Assigned task: Print the part of the comments on education that starts with "UNDER-FUNDED EDUCATION IS NOT" and goes on through "night, per subject.", with no changes to the wording.

Provided passage:
_ _ _ _ _ _ _

Many of the comments and reactions here as well as the positions and opinions of politicians are not based on any knowledge of teaching, learning,and schooling, other than from one's personal experiences in school. Teachers of today have much better preparation than ever before. Politicians use education as a pawn and continue to create policies that are killing our kids by preventing teachers from actually acting like the professionals they are.



You also meant to say

You also meant to say 'sleight' of hand not 'slight'. The trouble with education is not bad teachers. The whole system is defunct because it has lost sight of the real aim of education, which is to produce informed and responsible and independently thinking citizens, not economic units of production to allow America "to compete in the global marketplace'.
We have lost sight of the fact that all the cosmetic engineering in the world won't save us. Our kids are ignorant, our teachers are trained to conform at all costs, the corporations are buying our universities and people like Rupert Murdoch are buying our minds. Correction: they have bought our minds. The 'news' - regardless of content, is the whole show. Shut up, pass the tests and conform, is what are schools are telling the kids. We are in hell and the sooner we take stock of that the sooner we can start to ORGANIZE and THINK our way out of it. Thinking, however, has almost stopped in these disunited States. Maybe we can begin again. Maybe, but it will be hard.



Teacher's don't usually go

Teacher's don't usually go into teaching to make money. They are mostly idealistic and want to make a contribution to society. After years of going through the grind, some become lazy and do just enough of what is required. Most keep trying to do the best job possible staying up to date and keeping their enthusiasm and improving their teaching methods. Teachers who teach in poor neighborhoods usually have to spend a large part of their time on discipline. God Bless all those hardworking teachers who are trying. Before you criticize them, walk in their shoes.



UNDER-FUNDED EDUCATION IS

UNDER-FUNDED EDUCATION IS NOT AN ACCIDENT.

EDUCATION IS THE ENEMY OF POWER.

DEFEND YOURSELF!



1. There's been a lot of

1. There's been a lot of commentary on teachers, and some on parents, but nobody has mentioned the students themselves. Our children are being brought up to expect to always be entertained, to expect that teachers should "teach them" (meaning, make them get good grades) without much effort on their part. They have time for Facebook and skype, hanging at the mall, and video games, but precious little for homework. Not only parents, but much of society, tells them that this is normal and good. Homework---the chance to not only practice what they learned in school that day but also to check to see that they indeed "got it"---is seen as unreasonably burdensome if it requires more than 10 or 15 minutes per night, per subject.



2. Kids in other countries

2. Kids in other countries generally have HOURS of homework each night---and they do it, because they understand that, 1) it's their job, and 2) they won't get into college if they can't pass the entrance exam.

_ _ _ _ _ _ _

Listed records:

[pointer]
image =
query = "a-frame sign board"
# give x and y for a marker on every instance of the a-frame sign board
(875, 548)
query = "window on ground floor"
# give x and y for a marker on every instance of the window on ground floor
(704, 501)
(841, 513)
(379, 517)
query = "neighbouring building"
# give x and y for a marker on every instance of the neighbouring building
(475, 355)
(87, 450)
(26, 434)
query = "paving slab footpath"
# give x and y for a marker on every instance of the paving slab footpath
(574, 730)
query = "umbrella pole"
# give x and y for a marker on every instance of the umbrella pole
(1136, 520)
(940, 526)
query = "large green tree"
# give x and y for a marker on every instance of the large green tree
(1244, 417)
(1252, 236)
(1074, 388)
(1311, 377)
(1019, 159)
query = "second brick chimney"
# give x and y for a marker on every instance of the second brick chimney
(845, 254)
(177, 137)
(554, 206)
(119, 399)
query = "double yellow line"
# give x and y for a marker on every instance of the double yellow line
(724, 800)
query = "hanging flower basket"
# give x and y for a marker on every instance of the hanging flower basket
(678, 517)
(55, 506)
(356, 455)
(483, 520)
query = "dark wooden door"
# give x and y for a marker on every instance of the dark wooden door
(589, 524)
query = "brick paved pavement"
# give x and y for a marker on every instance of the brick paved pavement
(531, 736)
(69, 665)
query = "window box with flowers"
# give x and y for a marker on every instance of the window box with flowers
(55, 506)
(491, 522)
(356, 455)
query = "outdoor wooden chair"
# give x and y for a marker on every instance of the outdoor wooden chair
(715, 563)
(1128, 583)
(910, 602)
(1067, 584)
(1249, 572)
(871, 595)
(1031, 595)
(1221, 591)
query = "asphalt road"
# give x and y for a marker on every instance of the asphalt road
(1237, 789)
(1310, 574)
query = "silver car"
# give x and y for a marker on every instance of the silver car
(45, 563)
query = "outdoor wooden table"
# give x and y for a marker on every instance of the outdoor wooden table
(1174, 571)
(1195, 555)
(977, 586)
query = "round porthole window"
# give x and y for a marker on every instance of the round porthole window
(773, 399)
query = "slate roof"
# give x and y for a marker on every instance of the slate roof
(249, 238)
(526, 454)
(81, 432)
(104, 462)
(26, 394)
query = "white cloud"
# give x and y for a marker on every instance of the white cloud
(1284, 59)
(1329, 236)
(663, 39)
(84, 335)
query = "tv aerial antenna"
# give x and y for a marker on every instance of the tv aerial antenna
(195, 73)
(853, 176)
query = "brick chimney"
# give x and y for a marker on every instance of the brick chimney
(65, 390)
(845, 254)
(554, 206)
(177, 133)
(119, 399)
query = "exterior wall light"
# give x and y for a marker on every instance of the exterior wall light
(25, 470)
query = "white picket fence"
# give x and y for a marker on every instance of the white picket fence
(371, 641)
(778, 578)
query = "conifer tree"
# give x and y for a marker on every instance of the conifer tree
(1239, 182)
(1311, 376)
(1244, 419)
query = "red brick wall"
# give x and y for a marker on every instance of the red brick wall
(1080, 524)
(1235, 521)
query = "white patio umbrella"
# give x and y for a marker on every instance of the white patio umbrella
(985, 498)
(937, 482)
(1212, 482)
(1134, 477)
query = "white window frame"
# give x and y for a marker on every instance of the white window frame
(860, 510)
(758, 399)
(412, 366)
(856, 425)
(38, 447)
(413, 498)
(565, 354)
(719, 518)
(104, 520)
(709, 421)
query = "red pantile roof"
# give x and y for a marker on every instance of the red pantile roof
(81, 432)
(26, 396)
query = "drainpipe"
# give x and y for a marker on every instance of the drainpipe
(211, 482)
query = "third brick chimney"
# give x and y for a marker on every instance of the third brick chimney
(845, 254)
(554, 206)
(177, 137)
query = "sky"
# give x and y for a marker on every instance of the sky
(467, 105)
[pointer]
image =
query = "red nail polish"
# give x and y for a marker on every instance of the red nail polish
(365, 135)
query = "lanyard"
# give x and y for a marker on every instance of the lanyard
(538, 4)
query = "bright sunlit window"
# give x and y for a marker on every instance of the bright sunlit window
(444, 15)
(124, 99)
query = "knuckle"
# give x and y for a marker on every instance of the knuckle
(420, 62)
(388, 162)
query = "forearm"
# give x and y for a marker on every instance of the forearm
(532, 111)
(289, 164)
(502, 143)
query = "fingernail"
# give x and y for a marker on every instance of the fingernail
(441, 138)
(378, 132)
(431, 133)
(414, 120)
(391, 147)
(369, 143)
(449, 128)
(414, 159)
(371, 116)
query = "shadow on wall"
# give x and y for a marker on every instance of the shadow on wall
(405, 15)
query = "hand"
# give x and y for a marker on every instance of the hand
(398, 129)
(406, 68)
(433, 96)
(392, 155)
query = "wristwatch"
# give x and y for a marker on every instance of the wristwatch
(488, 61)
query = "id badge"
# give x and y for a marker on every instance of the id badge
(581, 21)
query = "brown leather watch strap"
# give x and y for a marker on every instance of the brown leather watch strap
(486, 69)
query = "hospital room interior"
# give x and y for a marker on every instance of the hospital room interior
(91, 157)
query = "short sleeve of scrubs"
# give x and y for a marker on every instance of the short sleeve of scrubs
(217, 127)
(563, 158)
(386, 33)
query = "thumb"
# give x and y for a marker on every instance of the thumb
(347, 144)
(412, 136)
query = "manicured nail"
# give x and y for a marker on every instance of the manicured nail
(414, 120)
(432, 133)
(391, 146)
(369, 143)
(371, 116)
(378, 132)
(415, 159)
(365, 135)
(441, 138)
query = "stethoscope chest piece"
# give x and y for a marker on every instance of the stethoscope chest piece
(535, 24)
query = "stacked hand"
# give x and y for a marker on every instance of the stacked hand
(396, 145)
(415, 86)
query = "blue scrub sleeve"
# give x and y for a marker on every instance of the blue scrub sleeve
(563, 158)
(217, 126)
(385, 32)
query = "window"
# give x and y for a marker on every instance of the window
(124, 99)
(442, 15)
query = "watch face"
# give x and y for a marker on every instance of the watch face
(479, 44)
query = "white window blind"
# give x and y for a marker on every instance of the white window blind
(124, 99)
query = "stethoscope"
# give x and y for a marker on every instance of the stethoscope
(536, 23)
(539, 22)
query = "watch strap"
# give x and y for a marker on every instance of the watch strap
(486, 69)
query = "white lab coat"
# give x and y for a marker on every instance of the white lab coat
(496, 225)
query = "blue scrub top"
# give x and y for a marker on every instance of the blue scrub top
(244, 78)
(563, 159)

_ _ _ _ _ _ _

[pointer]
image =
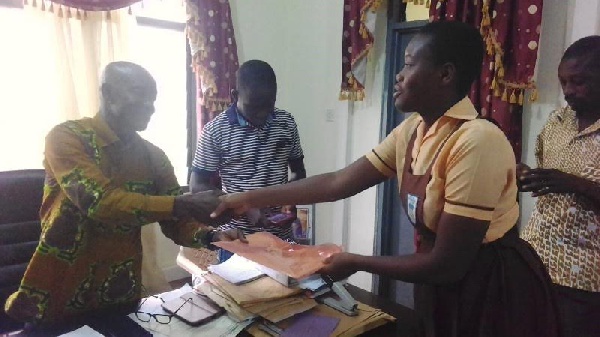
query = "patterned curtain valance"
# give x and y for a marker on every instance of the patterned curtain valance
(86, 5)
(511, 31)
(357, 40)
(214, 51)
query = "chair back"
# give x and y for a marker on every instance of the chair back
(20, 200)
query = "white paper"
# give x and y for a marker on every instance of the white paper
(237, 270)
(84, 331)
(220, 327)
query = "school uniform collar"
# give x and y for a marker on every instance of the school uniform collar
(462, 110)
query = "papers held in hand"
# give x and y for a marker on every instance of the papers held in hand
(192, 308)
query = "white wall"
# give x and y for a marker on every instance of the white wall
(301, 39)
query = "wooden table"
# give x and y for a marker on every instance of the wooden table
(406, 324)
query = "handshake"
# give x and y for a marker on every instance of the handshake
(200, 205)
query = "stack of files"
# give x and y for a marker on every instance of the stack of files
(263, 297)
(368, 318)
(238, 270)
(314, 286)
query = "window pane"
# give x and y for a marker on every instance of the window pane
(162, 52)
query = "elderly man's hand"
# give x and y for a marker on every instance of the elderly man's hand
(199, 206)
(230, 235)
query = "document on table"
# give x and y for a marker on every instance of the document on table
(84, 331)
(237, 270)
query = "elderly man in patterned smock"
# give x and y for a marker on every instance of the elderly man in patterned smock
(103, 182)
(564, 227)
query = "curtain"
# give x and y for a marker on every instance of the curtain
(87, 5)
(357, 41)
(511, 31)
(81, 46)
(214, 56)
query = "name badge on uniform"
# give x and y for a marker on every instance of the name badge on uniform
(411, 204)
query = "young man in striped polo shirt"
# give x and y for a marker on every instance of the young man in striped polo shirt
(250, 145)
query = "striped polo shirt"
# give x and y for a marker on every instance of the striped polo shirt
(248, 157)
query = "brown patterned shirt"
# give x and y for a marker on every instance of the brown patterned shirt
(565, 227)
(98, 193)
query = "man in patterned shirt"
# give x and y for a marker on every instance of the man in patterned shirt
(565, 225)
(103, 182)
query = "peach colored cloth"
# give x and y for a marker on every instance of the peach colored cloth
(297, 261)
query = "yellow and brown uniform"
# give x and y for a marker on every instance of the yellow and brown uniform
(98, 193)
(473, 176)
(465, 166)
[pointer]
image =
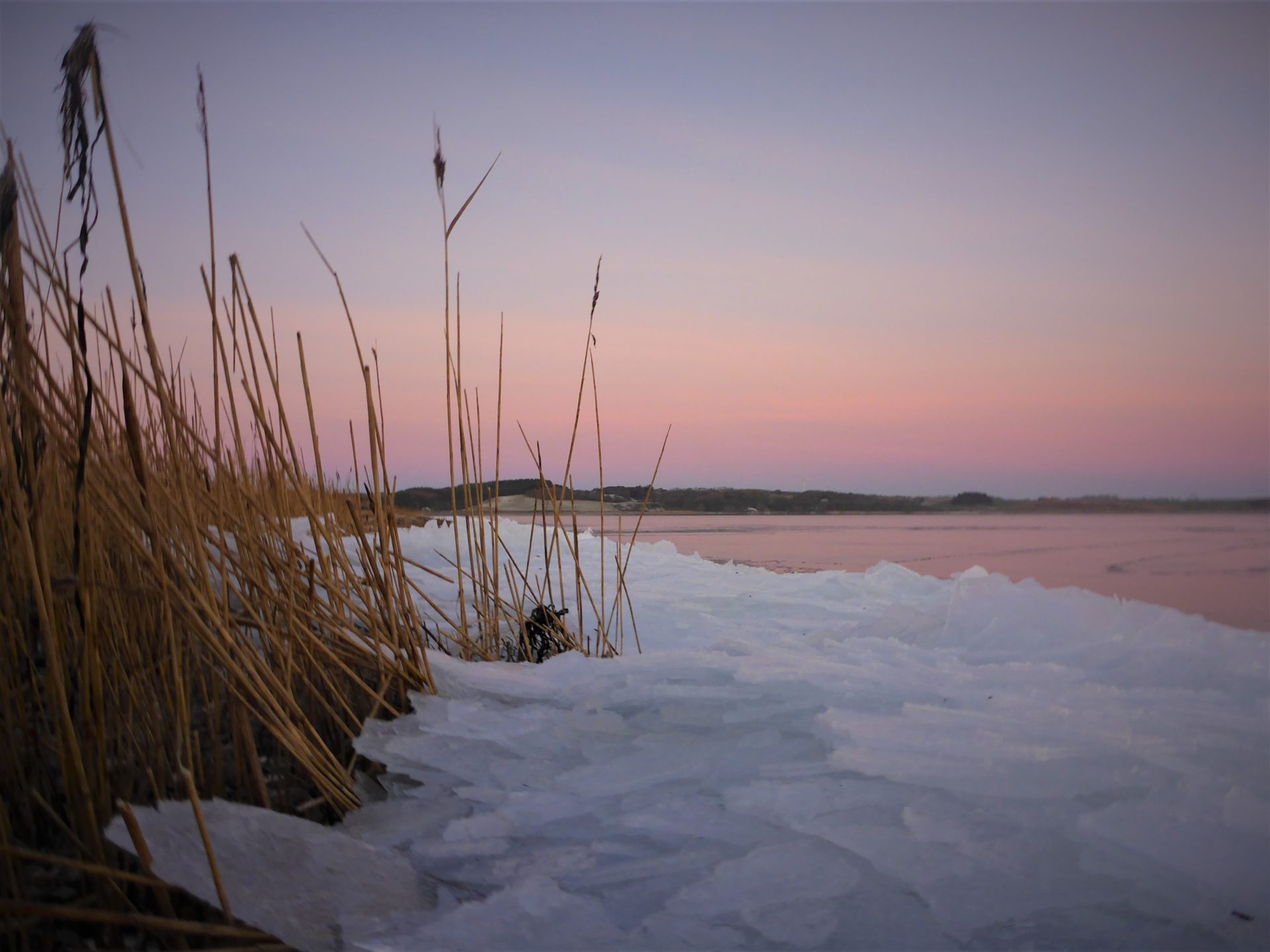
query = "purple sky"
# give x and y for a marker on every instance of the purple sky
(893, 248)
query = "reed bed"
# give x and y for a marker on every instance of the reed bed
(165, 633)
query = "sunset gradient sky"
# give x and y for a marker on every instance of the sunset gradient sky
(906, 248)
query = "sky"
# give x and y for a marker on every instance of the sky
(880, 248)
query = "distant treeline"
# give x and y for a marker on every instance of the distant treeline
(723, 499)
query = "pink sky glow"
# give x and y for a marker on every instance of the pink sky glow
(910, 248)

_ _ _ _ _ _ _

Solution below:
UNDER-FUNDED EDUCATION IS NOT AN ACCIDENT.

EDUCATION IS THE ENEMY OF POWER.

DEFEND YOURSELF!



1. There's been a lot of

1. There's been a lot of commentary on teachers, and some on parents, but nobody has mentioned the students themselves. Our children are being brought up to expect to always be entertained, to expect that teachers should "teach them" (meaning, make them get good grades) without much effort on their part. They have time for Facebook and skype, hanging at the mall, and video games, but precious little for homework. Not only parents, but much of society, tells them that this is normal and good. Homework---the chance to not only practice what they learned in school that day but also to check to see that they indeed "got it"---is seen as unreasonably burdensome if it requires more than 10 or 15 minutes per night, per subject.